Task directions. Here are some records; copy every line that holds the word "coral".

━━━ Records provided ━━━

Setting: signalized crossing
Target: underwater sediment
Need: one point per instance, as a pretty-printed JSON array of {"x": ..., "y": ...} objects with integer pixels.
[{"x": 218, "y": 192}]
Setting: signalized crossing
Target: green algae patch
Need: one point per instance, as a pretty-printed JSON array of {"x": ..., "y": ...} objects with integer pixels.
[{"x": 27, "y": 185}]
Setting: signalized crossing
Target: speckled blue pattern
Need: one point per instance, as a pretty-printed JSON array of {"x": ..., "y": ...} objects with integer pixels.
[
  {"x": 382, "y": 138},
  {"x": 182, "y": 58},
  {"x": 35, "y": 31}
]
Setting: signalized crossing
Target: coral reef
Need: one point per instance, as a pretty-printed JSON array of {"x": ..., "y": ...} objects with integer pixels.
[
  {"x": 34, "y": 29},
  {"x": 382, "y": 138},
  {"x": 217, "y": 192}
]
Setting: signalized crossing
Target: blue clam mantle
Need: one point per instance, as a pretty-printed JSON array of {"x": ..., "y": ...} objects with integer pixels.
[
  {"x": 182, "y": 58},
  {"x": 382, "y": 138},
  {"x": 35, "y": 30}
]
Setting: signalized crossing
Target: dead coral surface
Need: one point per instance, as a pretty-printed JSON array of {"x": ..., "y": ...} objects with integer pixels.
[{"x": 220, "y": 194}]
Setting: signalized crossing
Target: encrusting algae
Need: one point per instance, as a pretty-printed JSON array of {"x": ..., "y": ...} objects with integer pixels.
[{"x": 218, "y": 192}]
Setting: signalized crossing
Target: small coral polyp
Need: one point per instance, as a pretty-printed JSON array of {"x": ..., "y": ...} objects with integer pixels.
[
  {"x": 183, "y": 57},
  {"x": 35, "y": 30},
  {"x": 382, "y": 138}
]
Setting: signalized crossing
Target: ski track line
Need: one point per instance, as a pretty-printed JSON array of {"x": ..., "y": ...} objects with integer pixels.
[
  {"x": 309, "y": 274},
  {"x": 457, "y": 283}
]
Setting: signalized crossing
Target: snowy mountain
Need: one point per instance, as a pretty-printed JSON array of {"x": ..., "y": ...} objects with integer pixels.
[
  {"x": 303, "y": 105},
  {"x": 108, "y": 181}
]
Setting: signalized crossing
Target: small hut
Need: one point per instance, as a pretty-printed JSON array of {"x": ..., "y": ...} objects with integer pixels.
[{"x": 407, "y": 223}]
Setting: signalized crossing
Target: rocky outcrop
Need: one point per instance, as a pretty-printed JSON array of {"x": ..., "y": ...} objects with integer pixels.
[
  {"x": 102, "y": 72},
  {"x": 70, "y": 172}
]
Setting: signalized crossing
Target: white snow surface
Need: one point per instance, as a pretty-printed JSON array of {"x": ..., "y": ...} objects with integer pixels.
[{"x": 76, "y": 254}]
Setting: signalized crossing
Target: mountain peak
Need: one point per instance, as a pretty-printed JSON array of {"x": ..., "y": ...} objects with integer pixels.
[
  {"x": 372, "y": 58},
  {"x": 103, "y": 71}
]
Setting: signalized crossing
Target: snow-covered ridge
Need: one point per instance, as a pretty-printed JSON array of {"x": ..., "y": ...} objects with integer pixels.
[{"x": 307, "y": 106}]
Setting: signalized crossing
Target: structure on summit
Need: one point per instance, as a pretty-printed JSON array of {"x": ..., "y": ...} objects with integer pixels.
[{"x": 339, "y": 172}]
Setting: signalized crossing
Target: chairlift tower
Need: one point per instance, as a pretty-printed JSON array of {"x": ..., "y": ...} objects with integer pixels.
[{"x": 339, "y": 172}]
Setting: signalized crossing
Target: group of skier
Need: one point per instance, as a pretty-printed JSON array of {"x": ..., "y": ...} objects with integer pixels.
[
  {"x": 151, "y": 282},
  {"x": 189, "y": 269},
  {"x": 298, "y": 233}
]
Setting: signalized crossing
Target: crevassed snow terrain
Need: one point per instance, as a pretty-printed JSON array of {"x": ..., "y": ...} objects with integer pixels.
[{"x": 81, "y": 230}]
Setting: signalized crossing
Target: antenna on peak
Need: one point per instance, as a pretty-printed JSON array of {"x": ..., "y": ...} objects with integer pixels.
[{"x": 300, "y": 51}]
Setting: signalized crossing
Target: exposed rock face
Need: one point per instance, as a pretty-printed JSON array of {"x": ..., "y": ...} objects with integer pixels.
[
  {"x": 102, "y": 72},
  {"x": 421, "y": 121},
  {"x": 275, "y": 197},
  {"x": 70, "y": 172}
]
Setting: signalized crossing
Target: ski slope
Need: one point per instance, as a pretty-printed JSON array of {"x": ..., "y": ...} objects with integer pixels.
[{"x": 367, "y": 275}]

━━━

Finished task.
Target: coral reef
Target: dead coral surface
Target: small coral polyp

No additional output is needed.